Saved entries
........

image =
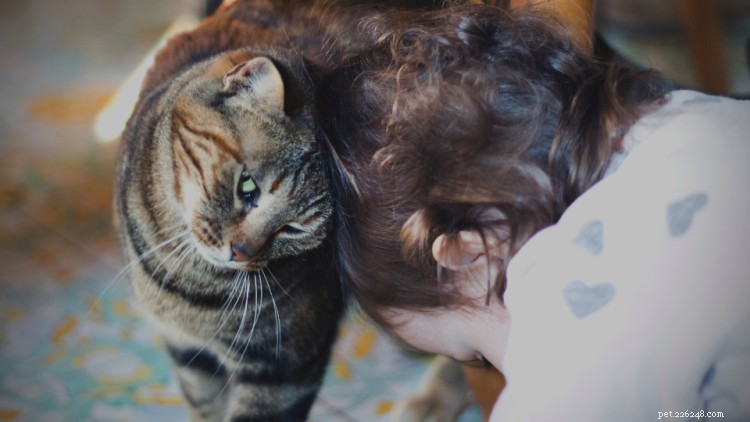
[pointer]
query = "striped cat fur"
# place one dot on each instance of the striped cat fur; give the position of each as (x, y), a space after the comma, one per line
(224, 208)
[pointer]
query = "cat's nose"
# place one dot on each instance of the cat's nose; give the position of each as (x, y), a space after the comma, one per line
(239, 253)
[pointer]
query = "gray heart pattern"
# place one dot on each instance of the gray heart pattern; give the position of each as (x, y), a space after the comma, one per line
(584, 299)
(680, 213)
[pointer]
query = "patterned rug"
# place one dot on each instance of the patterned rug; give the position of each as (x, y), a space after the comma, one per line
(73, 346)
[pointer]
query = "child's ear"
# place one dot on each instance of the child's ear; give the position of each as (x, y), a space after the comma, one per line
(466, 250)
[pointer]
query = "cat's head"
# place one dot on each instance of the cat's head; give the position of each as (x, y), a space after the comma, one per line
(247, 175)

........

• [What is needed] Identify each line in the rows above that contains the string "child" and copy those lines out. Match case exactly.

• [Output for this exercise]
query = "child's ear"
# place one dot on each instance of the child's ear; give the position of each as (x, y), a space after the comma, one per line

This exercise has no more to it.